Stored dataset items:

+ + + + + + +

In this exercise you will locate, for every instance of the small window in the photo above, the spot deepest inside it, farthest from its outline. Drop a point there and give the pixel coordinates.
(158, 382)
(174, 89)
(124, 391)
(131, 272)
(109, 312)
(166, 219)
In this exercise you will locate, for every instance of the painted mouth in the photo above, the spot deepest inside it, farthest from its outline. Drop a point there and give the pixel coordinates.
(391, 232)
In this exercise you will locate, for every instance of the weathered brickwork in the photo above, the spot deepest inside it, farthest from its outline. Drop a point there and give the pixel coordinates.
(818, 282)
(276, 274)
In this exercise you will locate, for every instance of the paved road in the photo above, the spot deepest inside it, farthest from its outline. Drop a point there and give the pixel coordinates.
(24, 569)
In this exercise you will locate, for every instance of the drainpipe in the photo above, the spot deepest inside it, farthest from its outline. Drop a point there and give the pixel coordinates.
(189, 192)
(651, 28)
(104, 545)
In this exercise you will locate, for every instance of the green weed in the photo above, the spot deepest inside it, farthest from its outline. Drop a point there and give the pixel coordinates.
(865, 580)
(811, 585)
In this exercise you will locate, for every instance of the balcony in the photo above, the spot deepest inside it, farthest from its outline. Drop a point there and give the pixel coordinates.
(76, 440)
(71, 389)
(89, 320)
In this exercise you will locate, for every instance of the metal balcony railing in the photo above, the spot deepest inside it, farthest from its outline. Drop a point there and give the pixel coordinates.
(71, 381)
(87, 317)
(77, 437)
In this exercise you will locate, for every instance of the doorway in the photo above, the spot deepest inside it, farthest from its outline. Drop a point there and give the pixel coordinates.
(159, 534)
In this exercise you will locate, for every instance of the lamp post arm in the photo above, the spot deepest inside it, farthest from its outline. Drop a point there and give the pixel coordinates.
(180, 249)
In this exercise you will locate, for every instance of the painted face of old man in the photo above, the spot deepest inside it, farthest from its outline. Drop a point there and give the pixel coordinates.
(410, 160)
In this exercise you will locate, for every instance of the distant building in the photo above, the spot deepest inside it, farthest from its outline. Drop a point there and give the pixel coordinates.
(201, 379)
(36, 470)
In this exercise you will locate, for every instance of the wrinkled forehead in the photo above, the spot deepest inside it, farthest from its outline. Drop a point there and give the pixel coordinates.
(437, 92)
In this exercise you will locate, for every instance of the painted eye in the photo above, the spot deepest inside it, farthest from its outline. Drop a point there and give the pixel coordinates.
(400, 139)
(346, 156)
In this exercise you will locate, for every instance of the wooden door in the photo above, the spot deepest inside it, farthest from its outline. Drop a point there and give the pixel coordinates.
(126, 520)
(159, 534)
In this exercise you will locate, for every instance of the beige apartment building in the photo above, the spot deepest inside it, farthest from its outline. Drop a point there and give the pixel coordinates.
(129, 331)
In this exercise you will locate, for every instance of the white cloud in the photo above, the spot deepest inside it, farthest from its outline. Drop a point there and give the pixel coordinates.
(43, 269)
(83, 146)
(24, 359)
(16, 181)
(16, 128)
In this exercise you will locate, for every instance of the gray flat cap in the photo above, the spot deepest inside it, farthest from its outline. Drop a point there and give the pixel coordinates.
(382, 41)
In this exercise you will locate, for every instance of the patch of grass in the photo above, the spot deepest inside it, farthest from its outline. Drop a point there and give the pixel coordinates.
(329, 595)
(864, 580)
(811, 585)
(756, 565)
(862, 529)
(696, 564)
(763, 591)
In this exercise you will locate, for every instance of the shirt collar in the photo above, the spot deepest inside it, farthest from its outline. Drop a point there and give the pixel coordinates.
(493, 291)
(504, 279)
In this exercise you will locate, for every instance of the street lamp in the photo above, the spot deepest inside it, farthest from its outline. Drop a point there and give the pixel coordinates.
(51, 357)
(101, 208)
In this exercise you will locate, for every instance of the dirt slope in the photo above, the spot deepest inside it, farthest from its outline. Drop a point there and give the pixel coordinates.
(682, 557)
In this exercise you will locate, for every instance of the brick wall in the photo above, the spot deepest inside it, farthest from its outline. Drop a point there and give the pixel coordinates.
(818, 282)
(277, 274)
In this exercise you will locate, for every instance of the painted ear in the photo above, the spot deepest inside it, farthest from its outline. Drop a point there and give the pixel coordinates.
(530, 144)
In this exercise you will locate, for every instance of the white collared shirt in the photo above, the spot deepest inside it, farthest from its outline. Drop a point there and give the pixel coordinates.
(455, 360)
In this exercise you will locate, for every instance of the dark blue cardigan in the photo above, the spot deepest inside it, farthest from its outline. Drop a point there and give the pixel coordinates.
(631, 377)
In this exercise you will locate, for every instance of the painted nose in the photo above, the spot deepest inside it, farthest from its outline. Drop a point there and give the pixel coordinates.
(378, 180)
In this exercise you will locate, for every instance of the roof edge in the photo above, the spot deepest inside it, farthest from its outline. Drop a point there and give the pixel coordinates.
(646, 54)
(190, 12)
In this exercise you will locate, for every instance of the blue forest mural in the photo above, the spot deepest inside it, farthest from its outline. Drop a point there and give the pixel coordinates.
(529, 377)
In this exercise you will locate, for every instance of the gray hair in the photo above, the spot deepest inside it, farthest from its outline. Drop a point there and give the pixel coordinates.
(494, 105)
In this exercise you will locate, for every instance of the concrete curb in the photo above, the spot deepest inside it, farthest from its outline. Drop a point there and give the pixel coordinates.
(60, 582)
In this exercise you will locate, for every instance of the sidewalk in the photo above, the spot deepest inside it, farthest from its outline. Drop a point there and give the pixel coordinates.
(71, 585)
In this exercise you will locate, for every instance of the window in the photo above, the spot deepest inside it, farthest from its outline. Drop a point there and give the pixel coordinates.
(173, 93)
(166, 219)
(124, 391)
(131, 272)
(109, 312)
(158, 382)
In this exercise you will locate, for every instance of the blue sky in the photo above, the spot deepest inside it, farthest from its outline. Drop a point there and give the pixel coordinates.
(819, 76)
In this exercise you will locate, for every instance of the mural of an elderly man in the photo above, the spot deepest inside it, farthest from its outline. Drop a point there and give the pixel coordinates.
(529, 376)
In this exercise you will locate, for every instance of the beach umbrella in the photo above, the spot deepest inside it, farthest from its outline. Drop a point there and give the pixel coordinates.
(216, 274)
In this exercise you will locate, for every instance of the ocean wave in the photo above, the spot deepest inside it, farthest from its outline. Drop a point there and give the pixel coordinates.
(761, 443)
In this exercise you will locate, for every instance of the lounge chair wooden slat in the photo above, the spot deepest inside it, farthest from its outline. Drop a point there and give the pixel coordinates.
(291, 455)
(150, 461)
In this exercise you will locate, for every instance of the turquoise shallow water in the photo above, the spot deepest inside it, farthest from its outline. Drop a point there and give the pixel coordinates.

+ + + + + + +

**YOUR GOAL**
Using the material above, extract the line that contains "the gray hair" and every line after it, exactly as given; stop at the last line.

**ANSWER TO THIS PROBLEM**
In this exercise you will locate, for every instance of the gray hair in the photo above, the spot deepest inside it, farthest from its outline. Drop a point there and give the pixel coordinates.
(494, 105)
In this exercise you will locate, for every instance of the concrete curb in the photo above, the spot deepest inside it, farthest from its outline. Drop a point there and give the pixel coordinates.
(60, 582)
In this exercise you will locate, for every instance of the sidewalk in the photo above, the spot deepest inside it, farthest from its outline. Drop a point there and give the pixel coordinates.
(71, 585)
In this exercise you will locate, for every instance of the window in the photo above, the spot deepest inside it, farthest from its outline. Drop a point there and give the pixel coordinates.
(173, 93)
(166, 219)
(124, 391)
(131, 272)
(109, 312)
(158, 382)
In this exercise you will locate, for every instance of the blue sky in the photo above, the spot deepest inside it, farthest from its outline. Drop a point there and give the pixel coordinates.
(819, 76)
In this exercise you will locate, for every instance of the mural of an elderly man in the photo above, the spot deepest inside it, farthest from its outline. Drop a point there and give the pixel coordinates.
(529, 376)
In this exercise you will locate, for every instance of the beach umbrella in the photo above, the spot deepest inside it, farthest from its outline. Drop a point there and give the pixel coordinates.
(216, 274)
In this exercise you will locate, for every instance of the ocean wave in the photo above, the spot deepest inside it, farthest from its outline. Drop a point there and give the pixel coordinates.
(761, 443)
In this exercise you will locate, for every instance of the lounge chair wooden slat in the photo above, the spot deepest inside it, farthest from its outline. Drop a point there and give the pixel coordinates.
(291, 455)
(150, 461)
In this exercise you will locate, for every instance of the turquoise shallow water in the photo above, the spot deepest inside it, farthest from its outline. Drop a point there and give the pixel coordinates.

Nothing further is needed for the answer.